Text shown.
◇ ◇ ◇ ◇
For heat, they replaced a natural-gas furnace with a $2,400 stove that burns corn kernels. Because corn consumes carbon dioxide as it grows, burning it doesn't release new greenhouse gases, he said. The corn, of a type used for animal feed, is grown in Mount Airy and brought to Takoma Park in a truck that burns soy-based biodiesel fuel. In town, the corn is stored in a 25-foot-tall silo owned by a community cooperative. In especially cold months, Tidwell has to get a load once a week.

One recent chilly day, there were flames eight inches high in the stove as kernels tumbled slowly down a tube and into the fire. A thermostat in the next room read 70 degrees.

"That is 100 percent corn," Tidwell said.

On his roof, Tidwell put an array of photovoltaic solar panels to produce electricity. He received grants to help pay for the panels and installed them himself, holding the cost to about $3,400. He also got a deal on panels that heat water: $1,000, or about half current prices, for a set pried off the roof of a departing Clinton administration official.

Even with those changes, Tidwell's house doesn't supply all its power. He still gets about half of his electricity from the grid and about 40 percent of his hot water from a backup natural-gas system. He pays about $200 extra a year to buy power generated by windmills -- enough "clean energy," he said, to offset the fossil-fuel energy he uses for his house and car. The money goes to a kind of brokerage, which passes it on to the wind-power producer.

The lights in Tidwell's house, which he shares with his school-age son and a housemate, are kept off in daytime to save energy. All the heat comes from the stove, on the first floor. When the corn runs out, so does the heat. If he doesn't plan ahead, that can mean a late-night run to the silo. But Tidwell said he is proud that the place is so close to normal.

"There are people who say it cannot be done," said Tidwell, who holds open houses every two months to show people what he is doing. "I've done it, and I've done it on a budget, and I have a great life."

Other homeowners across the area have made similar changes. In the Kalorama neighborhood of Northwest Washington, Chris VanArsdale, 39, a real estate developer, added solar panels and wall insulation made from sucrose and soy. The insulation cost at least twice as much as conventional fiberglass, he said, but it does more to keep the house warm or cool, depending on the season. His wintertime gas bills dropped from $700 a month to about $100, he said.

In Arlington County, Scott Sklar uses solar-panel arrays, a small wind turbine and even a small hydrogen fuel cell to power his house and a two-story building out back.

"I don't want to have high utility bills, I don't want to have outages and I don't want to pollute the planet," said Sklar, 55.

He uses the house as a kind of showpiece for his business, which advises business owners on ways to cut back on energy use.
◇ ◇ ◇ ◇
Dataset extract.

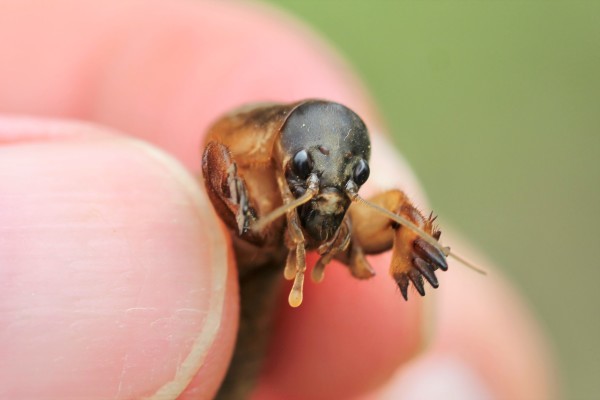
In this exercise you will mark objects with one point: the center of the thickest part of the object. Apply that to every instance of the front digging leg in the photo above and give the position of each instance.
(413, 258)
◇ ◇ ◇ ◇
Your task.
Reproduce verbatim the passage of the text on home energy changes, beginning at the words "On his roof, Tidwell" and stopping after the words "Clinton administration official.".

Response.
On his roof, Tidwell put an array of photovoltaic solar panels to produce electricity. He received grants to help pay for the panels and installed them himself, holding the cost to about $3,400. He also got a deal on panels that heat water: $1,000, or about half current prices, for a set pried off the roof of a departing Clinton administration official.